▶ What you will do:
Rewrite the section of the Cyclone Idai report that opens with "Flooding is so" and ends with "they were rescued.", substituting "evacuees" for "survivors".

▶ Extract:

────

The harrowing scene, described by Zimbabwean Graham Taylor, suggests that the human toll of Cyclone Idai is likely to far exceed official estimates. It follows reports from aid agencies on the ground detailing how entire villages and towns have been completely flooded in the wake of last Thursday’s high-end Category 2 storm.
Taylor said the bodies were located on a 6 kilometer (3.7 mile) track of highway, where flood waters had created an inland ocean, submerging entire villages around a “densely populated” sugar-cane plantation. The area is a mere fraction of the land in the southeast African nation left flooded after two major rivers burst their banks in the days following the storm.
Flooding is so extreme in Buzi, central Mozambique, that the water can be seen in satellite images from outer space. The area is home to some 200,000 people

On Friday 700 survivors from Buzi gathered at the Escola Secundaria Samora Machel school in Beira after they were rescued.

────

▶ Information provided:

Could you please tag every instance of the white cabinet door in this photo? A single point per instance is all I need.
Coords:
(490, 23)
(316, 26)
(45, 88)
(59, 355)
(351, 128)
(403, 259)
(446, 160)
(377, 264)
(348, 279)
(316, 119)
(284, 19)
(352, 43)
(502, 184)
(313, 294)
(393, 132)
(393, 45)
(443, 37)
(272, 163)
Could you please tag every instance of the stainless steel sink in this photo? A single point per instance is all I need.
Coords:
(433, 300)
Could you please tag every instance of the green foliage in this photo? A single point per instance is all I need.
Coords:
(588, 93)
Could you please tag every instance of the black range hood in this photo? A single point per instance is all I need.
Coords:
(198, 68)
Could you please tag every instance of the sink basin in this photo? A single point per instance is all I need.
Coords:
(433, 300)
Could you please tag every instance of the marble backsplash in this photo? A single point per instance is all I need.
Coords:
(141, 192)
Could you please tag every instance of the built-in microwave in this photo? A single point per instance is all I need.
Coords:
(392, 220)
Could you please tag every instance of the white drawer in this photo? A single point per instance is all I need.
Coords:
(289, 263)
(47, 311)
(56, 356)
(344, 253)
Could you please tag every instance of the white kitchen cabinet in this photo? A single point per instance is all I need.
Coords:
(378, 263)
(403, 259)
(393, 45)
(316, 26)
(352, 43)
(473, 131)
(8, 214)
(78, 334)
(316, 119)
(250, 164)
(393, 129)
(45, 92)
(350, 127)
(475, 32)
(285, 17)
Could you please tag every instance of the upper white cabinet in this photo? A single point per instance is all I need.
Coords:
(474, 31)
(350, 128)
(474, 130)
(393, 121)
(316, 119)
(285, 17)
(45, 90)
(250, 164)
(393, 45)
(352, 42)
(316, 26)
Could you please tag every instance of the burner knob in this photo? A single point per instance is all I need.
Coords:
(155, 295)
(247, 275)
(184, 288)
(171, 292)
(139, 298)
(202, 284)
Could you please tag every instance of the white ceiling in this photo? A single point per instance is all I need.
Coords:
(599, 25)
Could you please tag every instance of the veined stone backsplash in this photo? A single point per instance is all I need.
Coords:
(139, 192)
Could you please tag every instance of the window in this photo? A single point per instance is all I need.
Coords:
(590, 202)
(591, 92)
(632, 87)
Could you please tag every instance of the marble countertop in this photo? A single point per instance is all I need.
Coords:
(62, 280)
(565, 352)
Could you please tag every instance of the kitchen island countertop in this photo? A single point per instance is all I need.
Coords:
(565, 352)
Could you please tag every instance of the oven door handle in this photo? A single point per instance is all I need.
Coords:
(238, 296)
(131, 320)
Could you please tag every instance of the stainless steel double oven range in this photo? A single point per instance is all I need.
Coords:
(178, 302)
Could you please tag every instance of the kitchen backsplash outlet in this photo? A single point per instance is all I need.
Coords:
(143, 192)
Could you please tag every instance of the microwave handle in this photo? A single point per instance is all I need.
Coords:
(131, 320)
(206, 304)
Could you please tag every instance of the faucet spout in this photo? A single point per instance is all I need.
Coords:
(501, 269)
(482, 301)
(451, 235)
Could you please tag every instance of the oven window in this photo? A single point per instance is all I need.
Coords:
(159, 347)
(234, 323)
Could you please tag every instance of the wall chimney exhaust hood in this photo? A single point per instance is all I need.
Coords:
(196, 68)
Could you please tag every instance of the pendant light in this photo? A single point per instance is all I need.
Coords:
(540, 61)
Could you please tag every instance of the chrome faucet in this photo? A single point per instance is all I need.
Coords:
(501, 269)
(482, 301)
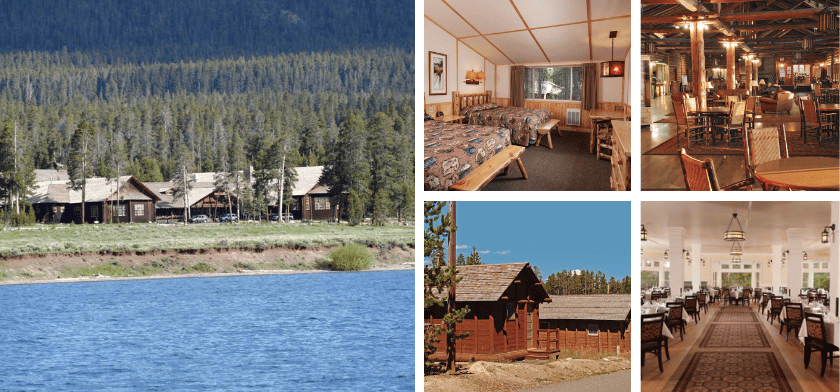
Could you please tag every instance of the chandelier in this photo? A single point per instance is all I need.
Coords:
(734, 235)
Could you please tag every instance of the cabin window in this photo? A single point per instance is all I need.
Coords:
(322, 203)
(555, 83)
(511, 311)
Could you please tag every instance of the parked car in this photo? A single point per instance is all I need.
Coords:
(229, 218)
(276, 218)
(199, 219)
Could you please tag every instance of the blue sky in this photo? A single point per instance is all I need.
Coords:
(553, 236)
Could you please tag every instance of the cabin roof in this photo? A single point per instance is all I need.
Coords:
(488, 282)
(587, 307)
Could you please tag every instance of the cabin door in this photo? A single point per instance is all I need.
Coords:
(529, 322)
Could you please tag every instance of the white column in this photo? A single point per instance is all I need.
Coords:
(696, 264)
(794, 263)
(776, 269)
(675, 247)
(834, 263)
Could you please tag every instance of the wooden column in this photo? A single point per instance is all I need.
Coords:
(730, 67)
(698, 64)
(748, 71)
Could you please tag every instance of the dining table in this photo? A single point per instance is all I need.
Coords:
(807, 173)
(599, 115)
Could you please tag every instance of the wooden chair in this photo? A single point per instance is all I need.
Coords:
(652, 336)
(813, 122)
(675, 320)
(691, 308)
(775, 309)
(764, 145)
(692, 132)
(816, 339)
(734, 127)
(700, 175)
(793, 319)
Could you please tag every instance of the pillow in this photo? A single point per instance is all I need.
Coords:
(483, 106)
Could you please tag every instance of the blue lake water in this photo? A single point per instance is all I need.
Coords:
(308, 332)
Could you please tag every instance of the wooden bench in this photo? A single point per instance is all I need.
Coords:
(485, 173)
(545, 129)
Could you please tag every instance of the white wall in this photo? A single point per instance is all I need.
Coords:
(439, 41)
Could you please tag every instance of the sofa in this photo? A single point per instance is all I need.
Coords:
(781, 101)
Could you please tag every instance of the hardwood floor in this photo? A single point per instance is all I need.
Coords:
(789, 354)
(663, 172)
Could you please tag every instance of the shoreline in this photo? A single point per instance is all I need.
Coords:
(407, 266)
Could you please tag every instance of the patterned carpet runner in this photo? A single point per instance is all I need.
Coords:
(734, 355)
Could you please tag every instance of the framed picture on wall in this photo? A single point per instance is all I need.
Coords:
(437, 73)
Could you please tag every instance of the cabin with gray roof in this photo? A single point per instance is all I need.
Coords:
(504, 302)
(126, 200)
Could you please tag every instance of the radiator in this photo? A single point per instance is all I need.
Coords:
(573, 117)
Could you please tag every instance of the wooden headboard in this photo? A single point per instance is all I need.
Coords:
(460, 101)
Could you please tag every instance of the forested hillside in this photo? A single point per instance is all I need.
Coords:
(214, 86)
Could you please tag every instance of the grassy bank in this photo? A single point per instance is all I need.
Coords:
(54, 239)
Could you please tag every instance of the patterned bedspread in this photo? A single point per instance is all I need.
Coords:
(451, 151)
(522, 122)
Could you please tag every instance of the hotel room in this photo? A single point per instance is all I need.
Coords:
(542, 84)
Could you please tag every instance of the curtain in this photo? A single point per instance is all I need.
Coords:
(517, 85)
(589, 98)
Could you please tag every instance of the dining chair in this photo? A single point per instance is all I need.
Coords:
(691, 307)
(652, 336)
(691, 132)
(700, 175)
(816, 339)
(813, 122)
(764, 145)
(675, 320)
(775, 309)
(793, 319)
(734, 126)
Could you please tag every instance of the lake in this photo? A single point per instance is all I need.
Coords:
(311, 332)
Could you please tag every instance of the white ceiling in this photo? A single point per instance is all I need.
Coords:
(536, 31)
(765, 224)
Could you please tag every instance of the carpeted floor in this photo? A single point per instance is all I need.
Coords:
(568, 167)
(796, 147)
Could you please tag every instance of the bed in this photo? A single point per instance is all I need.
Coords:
(522, 122)
(451, 151)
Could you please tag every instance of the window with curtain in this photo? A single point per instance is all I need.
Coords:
(554, 83)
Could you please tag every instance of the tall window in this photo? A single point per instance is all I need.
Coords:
(557, 83)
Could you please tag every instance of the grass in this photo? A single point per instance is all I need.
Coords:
(46, 239)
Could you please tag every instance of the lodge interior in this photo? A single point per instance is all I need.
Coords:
(780, 58)
(765, 306)
(477, 50)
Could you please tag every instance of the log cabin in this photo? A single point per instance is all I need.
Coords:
(770, 55)
(596, 322)
(536, 83)
(57, 202)
(504, 302)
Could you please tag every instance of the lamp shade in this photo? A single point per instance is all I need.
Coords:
(612, 69)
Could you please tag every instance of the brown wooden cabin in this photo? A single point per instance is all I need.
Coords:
(504, 302)
(57, 202)
(596, 322)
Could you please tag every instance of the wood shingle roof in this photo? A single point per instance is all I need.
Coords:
(587, 307)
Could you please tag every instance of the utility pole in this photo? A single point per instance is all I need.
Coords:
(450, 304)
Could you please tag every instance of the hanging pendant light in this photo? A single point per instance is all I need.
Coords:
(734, 235)
(613, 68)
(735, 250)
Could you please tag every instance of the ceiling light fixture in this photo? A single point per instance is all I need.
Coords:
(612, 68)
(734, 235)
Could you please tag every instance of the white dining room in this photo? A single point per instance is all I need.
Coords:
(739, 294)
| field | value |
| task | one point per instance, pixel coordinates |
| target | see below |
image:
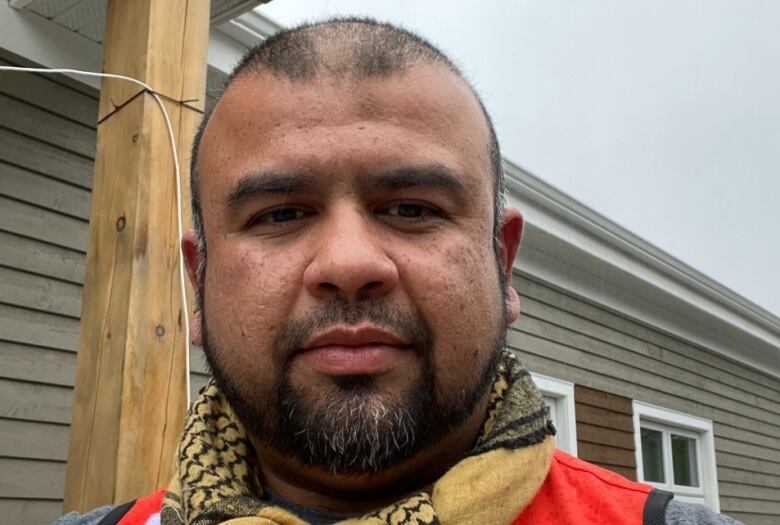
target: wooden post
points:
(130, 394)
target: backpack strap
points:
(137, 512)
(116, 514)
(655, 507)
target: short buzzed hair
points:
(356, 48)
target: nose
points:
(350, 260)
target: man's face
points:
(351, 294)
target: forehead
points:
(424, 111)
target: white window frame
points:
(561, 393)
(667, 420)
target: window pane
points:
(684, 461)
(652, 455)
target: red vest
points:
(574, 493)
(579, 493)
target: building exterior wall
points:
(605, 430)
(47, 144)
(564, 336)
(47, 140)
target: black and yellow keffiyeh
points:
(216, 483)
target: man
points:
(353, 257)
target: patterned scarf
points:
(216, 481)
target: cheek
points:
(248, 294)
(461, 300)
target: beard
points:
(353, 428)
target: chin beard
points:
(354, 427)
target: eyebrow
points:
(429, 176)
(434, 176)
(260, 184)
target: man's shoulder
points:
(680, 513)
(92, 517)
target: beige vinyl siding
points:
(605, 430)
(564, 336)
(47, 143)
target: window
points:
(559, 398)
(675, 452)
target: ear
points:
(511, 234)
(191, 254)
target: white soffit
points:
(87, 17)
(67, 33)
(574, 248)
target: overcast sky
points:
(662, 115)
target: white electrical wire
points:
(177, 172)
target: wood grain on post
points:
(130, 393)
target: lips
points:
(354, 351)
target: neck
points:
(317, 488)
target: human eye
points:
(410, 212)
(279, 217)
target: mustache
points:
(380, 312)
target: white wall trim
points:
(700, 427)
(563, 393)
(576, 249)
(42, 41)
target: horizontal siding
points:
(47, 147)
(565, 336)
(29, 512)
(38, 257)
(32, 479)
(605, 430)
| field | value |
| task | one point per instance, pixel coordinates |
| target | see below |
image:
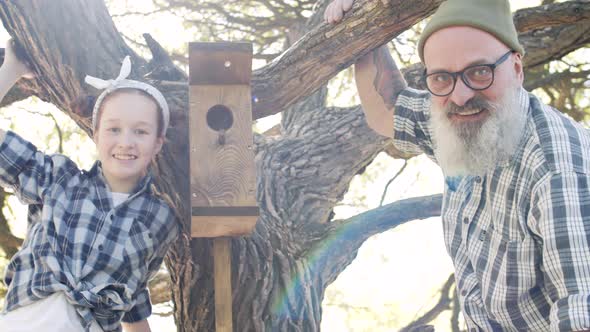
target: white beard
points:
(476, 148)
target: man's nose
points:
(462, 93)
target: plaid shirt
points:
(101, 257)
(519, 237)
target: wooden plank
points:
(226, 211)
(222, 280)
(222, 173)
(220, 63)
(222, 226)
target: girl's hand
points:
(14, 64)
(336, 9)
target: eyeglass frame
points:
(461, 73)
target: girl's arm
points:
(141, 326)
(11, 71)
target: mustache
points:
(475, 103)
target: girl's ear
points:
(518, 68)
(159, 144)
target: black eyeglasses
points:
(476, 77)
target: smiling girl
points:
(94, 237)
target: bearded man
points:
(516, 210)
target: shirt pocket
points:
(507, 269)
(139, 249)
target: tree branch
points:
(370, 25)
(346, 236)
(444, 303)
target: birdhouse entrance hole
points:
(219, 118)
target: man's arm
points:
(378, 79)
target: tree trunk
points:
(280, 272)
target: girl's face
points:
(127, 138)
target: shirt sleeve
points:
(412, 133)
(560, 216)
(142, 308)
(28, 171)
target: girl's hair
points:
(84, 105)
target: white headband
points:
(122, 82)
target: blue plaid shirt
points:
(100, 256)
(519, 236)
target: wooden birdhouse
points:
(222, 169)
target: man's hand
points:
(336, 9)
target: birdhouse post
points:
(222, 168)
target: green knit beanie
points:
(492, 16)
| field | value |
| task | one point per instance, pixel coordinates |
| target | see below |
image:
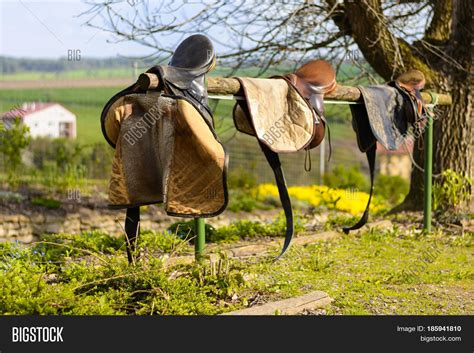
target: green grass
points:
(374, 273)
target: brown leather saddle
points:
(313, 80)
(286, 115)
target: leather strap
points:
(371, 159)
(132, 230)
(275, 164)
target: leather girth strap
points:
(132, 229)
(371, 152)
(274, 161)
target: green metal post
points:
(428, 174)
(200, 241)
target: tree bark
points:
(451, 30)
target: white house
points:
(44, 119)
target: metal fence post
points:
(200, 240)
(428, 175)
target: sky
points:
(49, 29)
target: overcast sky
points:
(48, 29)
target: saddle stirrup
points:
(275, 164)
(371, 159)
(132, 231)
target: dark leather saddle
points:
(167, 150)
(313, 80)
(389, 114)
(286, 114)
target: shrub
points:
(48, 203)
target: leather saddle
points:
(387, 115)
(286, 114)
(166, 148)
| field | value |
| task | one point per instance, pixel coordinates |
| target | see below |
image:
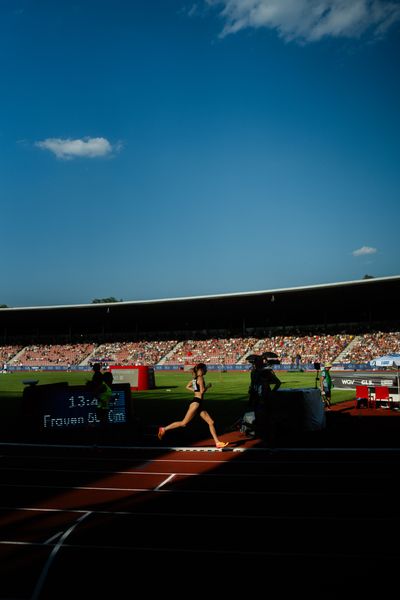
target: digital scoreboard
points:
(62, 408)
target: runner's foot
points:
(221, 444)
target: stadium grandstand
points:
(347, 323)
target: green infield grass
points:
(226, 400)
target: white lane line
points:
(53, 537)
(217, 551)
(157, 489)
(43, 575)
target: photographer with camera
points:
(263, 384)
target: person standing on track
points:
(326, 385)
(199, 387)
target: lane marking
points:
(170, 478)
(56, 548)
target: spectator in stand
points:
(199, 387)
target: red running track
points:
(120, 522)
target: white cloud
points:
(309, 20)
(364, 250)
(85, 147)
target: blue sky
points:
(171, 148)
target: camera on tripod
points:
(264, 360)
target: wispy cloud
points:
(364, 250)
(309, 20)
(85, 148)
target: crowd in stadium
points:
(292, 350)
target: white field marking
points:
(53, 537)
(262, 517)
(223, 552)
(43, 575)
(264, 449)
(170, 478)
(158, 448)
(180, 491)
(237, 475)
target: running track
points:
(129, 521)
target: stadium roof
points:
(309, 288)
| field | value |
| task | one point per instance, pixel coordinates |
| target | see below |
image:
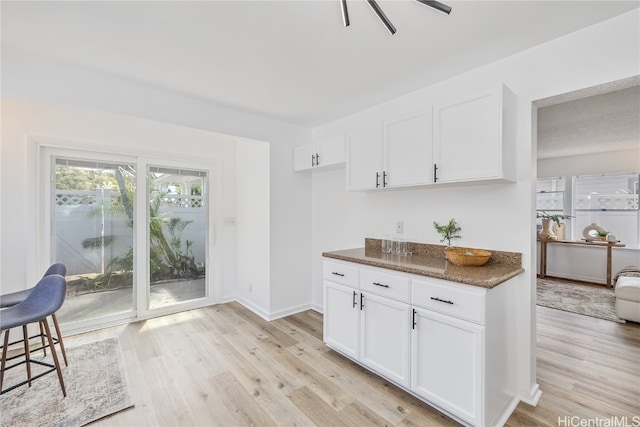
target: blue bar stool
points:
(43, 301)
(9, 300)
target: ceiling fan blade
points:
(345, 13)
(382, 16)
(436, 5)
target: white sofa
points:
(628, 298)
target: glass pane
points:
(93, 226)
(177, 235)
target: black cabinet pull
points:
(414, 319)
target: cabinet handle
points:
(441, 300)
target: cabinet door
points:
(364, 159)
(342, 318)
(331, 150)
(468, 138)
(302, 159)
(447, 359)
(408, 151)
(386, 338)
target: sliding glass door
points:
(134, 244)
(177, 235)
(92, 234)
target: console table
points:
(608, 245)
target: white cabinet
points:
(326, 152)
(394, 154)
(450, 344)
(474, 137)
(371, 329)
(385, 337)
(408, 151)
(447, 363)
(342, 318)
(365, 149)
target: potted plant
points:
(548, 221)
(448, 232)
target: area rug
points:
(96, 386)
(594, 301)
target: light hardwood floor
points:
(224, 365)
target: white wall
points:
(28, 77)
(252, 225)
(492, 216)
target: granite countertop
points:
(428, 260)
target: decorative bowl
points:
(467, 256)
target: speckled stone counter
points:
(428, 260)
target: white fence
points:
(81, 215)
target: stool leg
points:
(44, 347)
(27, 355)
(55, 356)
(64, 353)
(4, 357)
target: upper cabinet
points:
(365, 149)
(470, 137)
(474, 137)
(394, 154)
(326, 152)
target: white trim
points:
(533, 397)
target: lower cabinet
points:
(447, 343)
(342, 318)
(366, 328)
(385, 340)
(447, 363)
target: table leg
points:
(609, 265)
(543, 258)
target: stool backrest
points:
(56, 268)
(47, 295)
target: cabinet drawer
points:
(387, 285)
(342, 273)
(461, 301)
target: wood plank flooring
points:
(225, 366)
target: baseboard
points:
(533, 397)
(289, 311)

────

▶ Answer for this exercise:
Flooding is so extreme in Buzi, central Mozambique, that the water can be seen in satellite images from outer space. The area is home to some 200,000 people

On Friday 700 evacuees from Buzi gathered at the Escola Secundaria Samora Machel school in Beira after they were rescued.